▶ _Passage shown_
Like a lot of us, she has seen the Mixon tape and was sickened. If you look close at the tape, you'll see the Oklahoma tailback literally change the facial structure of his victim, Amelia Molitor.

Mixon was suspended for a season after his assault. He went on to become a star these last two seasons. Would Mixon have received the opportunity to remain on the team if we were a walk-on? If he were a team manager? I think we all know the answer to that one.

After a recent conversation between the two, Tracy quoted Stoops as saying: "I get this. I have an understanding. I can do better. I realize when I did this with Mixon I thought it was enough and it probably wasn't."

There is a national conversation to be had. The likes of Charlie Strong, Steve Spurrier, Urban Meyer and Mike Leach almost seem like outliers when they take strong stands. They don't tolerate violence against women.

Why doesn't every coach have the same team rule?

"No one wants to be around thieves or cowards," said Leach, now coach at Washington State. "Hit a woman, [you're] cut."

Tracy has additional ideas. She may contact the Heisman Trust and ask them to clarify the their vague mission statement.

What is "integrity" when convicted felon O.J. Simpson supposedly still has a vote but media members who dare reveal their votes don't?

▶ _Exercise set_
1. Repeat everything from "Mixon was suspended" down to "violence against women." in the passage about the Mixon case.
2. In the passage about the Mixon case, how long was Mixon suspended after his assault?
3. Extend the passage about the Mixon case, picking up right after its final sentence.
The listing after this point plays no part in any task.

▶ _Data extract_
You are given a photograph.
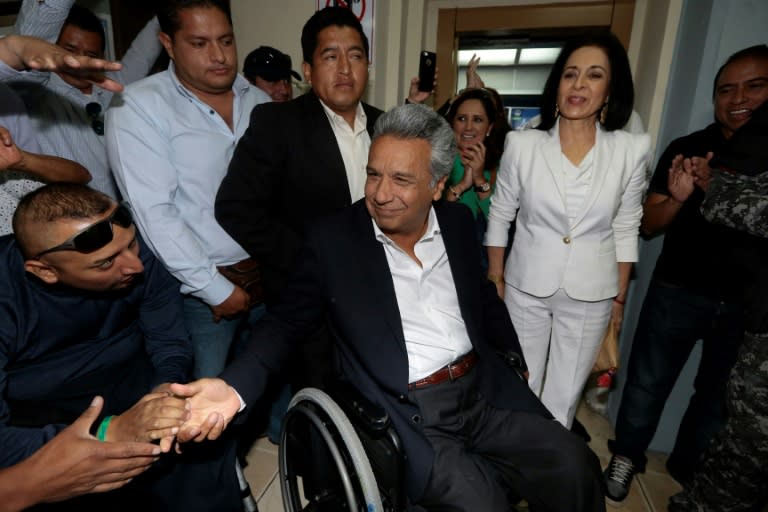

▶ _Answers to each task_
1.
Mixon was suspended for a season after his assault. He went on to become a star these last two seasons. Would Mixon have received the opportunity to remain on the team if we were a walk-on? If he were a team manager? I think we all know the answer to that one.

After a recent conversation between the two, Tracy quoted Stoops as saying: "I get this. I have an understanding. I can do better. I realize when I did this with Mixon I thought it was enough and it probably wasn't."

There is a national conversation to be had. The likes of Charlie Strong, Steve Spurrier, Urban Meyer and Mike Leach almost seem like outliers when they take strong stands. They don't tolerate violence against women.

2. For a season.

3.
The Heisman seemingly entered a new era in 2010 when Reggie Bush gave up his 2005 trophy after being the central figure in a wide-ranging NCAA cheating scandal.

Is it up to the Heisman Trust to do its own diligence on finalists and winners going forward?

"Yes, it is," Tracy said.

Several of the 25 national postseason individual awards out there make lofty proclamations about their winners being full of character. We're about to find out in the future.

Those candidates and winners will be held accountable -- if Tracy has her way.

And so we enter a new year where Tracy's advocacy is just taking off. Arguably, the two biggest stories of the season occurred last weekend -- the Mixon tape and the Minnesota players' decision to boycott their bowl game.

Both stories had to do with violence against women.

"When you know better, you're supposed to do better," Tracy said. "Anyone who sits with me and talks with me can't say they don't know better. I can hold you accountable now."